Copy the listing below word for word, from the line that contains "Return the segmentation of every instance of the tree" down to the line that contains "M 0 530 L 759", including both of those lines.

── Task inputs

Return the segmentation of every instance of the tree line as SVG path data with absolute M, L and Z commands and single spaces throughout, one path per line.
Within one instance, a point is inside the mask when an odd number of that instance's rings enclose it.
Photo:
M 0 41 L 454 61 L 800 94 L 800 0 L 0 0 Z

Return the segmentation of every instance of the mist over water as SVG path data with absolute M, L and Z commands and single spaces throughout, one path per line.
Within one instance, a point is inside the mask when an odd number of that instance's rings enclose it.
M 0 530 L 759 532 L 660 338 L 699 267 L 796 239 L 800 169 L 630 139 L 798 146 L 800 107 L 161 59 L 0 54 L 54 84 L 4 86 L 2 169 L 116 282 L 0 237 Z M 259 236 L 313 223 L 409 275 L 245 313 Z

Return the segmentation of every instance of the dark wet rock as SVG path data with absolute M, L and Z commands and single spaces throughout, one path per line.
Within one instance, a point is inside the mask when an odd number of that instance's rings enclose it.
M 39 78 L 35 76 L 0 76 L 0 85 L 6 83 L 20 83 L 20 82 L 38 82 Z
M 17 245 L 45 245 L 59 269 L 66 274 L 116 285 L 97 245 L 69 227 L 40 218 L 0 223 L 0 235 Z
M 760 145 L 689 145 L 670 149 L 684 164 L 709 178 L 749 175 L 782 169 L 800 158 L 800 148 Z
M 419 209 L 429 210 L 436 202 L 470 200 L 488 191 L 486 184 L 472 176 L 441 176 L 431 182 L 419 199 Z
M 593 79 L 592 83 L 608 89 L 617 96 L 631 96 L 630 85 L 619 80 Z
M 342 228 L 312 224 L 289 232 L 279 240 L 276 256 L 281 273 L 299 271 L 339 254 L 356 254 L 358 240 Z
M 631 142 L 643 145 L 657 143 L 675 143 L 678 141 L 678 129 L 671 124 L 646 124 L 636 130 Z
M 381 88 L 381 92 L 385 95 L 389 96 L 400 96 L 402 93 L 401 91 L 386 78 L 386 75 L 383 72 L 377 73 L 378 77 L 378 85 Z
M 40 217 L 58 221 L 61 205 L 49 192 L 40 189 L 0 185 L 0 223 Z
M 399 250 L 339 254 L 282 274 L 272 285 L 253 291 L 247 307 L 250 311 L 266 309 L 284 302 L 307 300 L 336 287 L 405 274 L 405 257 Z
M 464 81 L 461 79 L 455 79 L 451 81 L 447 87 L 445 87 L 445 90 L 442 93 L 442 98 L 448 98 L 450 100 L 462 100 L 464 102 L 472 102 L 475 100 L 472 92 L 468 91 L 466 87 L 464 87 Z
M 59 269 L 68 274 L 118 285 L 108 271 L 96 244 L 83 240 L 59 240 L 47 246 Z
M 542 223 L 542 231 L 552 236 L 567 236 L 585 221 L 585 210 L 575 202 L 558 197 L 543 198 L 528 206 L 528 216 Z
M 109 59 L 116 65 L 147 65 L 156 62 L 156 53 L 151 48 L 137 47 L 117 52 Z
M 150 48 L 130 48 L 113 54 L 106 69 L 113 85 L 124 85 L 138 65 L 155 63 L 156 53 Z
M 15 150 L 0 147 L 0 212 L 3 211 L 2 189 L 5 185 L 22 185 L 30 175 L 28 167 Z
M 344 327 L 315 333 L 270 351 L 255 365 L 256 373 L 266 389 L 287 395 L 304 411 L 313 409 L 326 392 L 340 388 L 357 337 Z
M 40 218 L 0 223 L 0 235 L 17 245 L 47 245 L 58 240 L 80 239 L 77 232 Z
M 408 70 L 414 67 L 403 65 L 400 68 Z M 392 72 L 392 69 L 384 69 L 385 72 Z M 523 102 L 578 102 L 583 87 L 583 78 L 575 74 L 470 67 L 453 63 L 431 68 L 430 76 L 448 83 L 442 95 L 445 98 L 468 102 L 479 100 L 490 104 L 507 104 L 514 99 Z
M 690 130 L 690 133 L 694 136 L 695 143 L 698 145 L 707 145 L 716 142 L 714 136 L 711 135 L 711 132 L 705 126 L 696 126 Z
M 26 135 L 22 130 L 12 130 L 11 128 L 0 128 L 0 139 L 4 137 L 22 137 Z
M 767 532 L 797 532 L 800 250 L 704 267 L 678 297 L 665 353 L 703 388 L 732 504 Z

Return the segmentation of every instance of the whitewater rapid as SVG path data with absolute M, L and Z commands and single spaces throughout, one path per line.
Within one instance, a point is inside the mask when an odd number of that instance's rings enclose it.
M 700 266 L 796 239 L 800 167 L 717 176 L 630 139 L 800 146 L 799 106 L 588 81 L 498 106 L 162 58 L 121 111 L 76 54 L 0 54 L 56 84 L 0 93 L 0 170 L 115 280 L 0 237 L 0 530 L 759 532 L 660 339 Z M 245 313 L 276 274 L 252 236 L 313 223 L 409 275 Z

────
── Task inputs

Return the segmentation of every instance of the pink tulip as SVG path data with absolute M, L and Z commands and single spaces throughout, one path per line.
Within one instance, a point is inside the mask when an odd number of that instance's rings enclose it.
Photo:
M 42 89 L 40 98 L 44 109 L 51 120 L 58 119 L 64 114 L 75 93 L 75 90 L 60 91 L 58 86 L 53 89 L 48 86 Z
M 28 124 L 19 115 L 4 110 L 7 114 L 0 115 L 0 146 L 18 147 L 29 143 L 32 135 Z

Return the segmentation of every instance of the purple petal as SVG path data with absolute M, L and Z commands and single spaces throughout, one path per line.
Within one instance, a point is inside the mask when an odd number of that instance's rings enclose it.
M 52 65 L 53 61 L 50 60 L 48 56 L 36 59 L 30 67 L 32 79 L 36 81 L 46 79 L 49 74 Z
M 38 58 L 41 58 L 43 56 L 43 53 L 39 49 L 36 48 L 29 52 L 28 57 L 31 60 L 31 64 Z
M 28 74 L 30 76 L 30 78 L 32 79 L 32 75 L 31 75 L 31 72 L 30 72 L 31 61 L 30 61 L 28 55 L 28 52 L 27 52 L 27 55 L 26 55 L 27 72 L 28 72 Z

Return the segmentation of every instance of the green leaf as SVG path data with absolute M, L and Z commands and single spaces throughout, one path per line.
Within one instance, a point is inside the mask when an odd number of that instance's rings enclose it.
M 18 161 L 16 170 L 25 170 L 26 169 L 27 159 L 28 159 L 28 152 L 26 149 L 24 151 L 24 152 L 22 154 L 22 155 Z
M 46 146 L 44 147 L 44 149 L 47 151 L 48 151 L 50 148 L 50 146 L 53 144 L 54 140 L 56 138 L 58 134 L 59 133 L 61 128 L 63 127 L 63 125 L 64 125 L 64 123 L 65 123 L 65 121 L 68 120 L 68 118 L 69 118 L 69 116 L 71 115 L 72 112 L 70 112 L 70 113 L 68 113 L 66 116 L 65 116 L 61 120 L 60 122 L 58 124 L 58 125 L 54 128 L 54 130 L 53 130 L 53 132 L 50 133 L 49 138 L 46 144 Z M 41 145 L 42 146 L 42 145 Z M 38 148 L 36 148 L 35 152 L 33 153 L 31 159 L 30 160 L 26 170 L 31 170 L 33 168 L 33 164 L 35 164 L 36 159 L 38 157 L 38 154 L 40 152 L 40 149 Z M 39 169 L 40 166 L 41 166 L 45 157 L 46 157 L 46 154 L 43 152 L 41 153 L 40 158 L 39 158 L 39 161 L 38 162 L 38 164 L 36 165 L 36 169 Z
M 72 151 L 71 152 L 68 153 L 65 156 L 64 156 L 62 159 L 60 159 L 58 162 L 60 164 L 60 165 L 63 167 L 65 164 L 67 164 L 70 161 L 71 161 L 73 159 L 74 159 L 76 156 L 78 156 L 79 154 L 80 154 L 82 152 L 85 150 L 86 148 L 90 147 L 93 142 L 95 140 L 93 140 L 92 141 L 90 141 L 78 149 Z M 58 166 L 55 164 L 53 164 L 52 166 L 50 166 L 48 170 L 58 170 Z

────

* Exercise output:
Return the segmentation of every instance of the tree line as SVG path data with absolute M, L and Z commands and single spaces throughout, one path per line.
Within one instance, a point is inside the mask when an odd number of that instance's rings enclose it.
Photo:
M 0 41 L 454 61 L 800 94 L 800 0 L 0 0 Z

Return the segmentation of every instance of the mist over water as SVG path data with absolute M, L and Z commands and single spaces throughout, one path per line.
Within one instance, a point is inside the mask when an odd number of that instance's rings enclose it.
M 0 530 L 759 532 L 660 338 L 699 267 L 796 239 L 800 169 L 630 139 L 798 146 L 800 107 L 161 59 L 0 54 L 54 84 L 4 86 L 2 169 L 116 282 L 0 237 Z M 259 236 L 313 223 L 409 275 L 245 313 Z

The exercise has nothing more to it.